>> BEGIN SUPPLIED DATA
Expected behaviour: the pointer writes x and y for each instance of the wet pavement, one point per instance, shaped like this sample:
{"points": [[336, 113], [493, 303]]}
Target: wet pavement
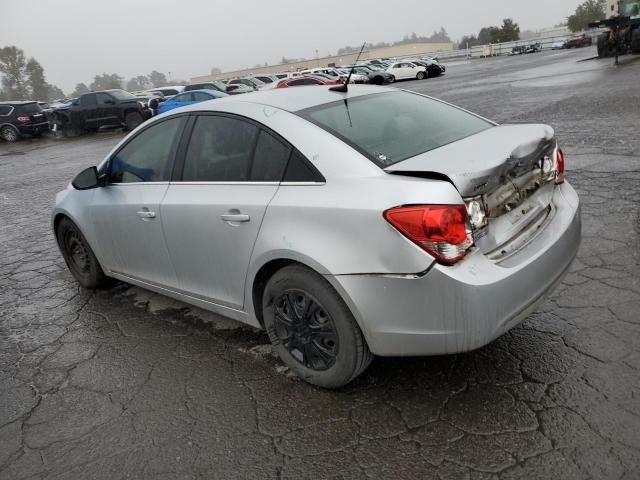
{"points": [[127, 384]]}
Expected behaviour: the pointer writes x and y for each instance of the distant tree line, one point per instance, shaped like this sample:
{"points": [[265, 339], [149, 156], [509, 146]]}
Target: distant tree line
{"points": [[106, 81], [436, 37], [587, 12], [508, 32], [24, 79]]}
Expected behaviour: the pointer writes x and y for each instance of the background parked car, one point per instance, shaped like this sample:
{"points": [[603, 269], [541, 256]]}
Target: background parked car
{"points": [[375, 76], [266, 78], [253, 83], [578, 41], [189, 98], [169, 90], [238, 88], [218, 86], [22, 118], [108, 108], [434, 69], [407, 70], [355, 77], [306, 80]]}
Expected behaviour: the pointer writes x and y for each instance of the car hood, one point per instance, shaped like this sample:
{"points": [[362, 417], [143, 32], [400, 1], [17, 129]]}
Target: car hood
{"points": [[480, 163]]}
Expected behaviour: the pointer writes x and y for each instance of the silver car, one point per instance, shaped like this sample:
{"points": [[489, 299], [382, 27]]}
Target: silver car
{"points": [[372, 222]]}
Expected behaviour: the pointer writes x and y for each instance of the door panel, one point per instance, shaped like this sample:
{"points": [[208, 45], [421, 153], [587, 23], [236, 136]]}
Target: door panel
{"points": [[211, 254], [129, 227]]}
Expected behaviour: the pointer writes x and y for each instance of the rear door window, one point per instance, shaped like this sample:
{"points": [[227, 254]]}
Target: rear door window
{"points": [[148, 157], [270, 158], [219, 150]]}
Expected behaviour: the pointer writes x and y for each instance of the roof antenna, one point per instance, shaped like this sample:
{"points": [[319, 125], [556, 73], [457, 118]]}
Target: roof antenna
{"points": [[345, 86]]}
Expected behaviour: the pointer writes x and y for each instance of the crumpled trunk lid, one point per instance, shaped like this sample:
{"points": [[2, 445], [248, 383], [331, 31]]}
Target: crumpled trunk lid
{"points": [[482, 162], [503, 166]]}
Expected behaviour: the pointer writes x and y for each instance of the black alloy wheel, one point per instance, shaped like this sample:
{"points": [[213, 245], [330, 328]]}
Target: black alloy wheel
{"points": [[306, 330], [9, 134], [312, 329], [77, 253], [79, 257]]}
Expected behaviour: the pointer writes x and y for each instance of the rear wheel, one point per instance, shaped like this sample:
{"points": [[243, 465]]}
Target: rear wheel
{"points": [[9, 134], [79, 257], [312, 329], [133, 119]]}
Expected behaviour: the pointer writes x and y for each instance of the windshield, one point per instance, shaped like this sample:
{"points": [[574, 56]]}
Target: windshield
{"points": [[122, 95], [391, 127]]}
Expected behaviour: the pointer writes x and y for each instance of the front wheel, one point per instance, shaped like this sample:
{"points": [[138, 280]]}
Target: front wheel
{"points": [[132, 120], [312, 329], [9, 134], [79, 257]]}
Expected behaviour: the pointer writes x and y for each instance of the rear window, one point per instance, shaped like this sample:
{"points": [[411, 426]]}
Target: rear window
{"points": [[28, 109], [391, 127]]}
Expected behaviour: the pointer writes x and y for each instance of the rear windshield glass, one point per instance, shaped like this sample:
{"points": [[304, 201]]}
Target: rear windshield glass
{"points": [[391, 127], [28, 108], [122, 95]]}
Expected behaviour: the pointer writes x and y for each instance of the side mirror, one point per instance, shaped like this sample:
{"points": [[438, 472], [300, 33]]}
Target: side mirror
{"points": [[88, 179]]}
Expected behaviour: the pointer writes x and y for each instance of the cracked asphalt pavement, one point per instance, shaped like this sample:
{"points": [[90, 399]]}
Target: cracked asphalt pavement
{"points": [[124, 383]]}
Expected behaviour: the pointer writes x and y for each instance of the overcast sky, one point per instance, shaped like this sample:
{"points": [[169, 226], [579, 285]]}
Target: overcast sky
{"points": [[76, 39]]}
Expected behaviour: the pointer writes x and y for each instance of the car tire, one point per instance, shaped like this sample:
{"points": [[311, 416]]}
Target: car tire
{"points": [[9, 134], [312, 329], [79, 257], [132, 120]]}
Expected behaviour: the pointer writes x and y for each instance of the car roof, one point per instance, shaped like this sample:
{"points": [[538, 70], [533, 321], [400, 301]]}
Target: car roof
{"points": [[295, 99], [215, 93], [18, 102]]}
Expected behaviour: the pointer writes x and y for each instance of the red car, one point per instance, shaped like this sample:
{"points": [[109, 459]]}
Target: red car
>> END SUPPLIED DATA
> **THE TASK**: Starting at the line containing "car roof, one" and ending at the last of the entries, write every line out again, requests included, raising each coordinate in the answer points by 58.

> **OUTPUT FOR THIS TASK**:
Expected behaviour: the pointer writes x and y for each instance of the car roof, one point per instance, shaped like this sample:
{"points": [[538, 70], [533, 321], [400, 301]]}
Target: car roof
{"points": [[353, 157], [273, 151], [76, 160]]}
Expected behaviour: the pointer writes x and y for each instance of the red car, one point per instance, shaped like this sample:
{"points": [[109, 459]]}
Target: red car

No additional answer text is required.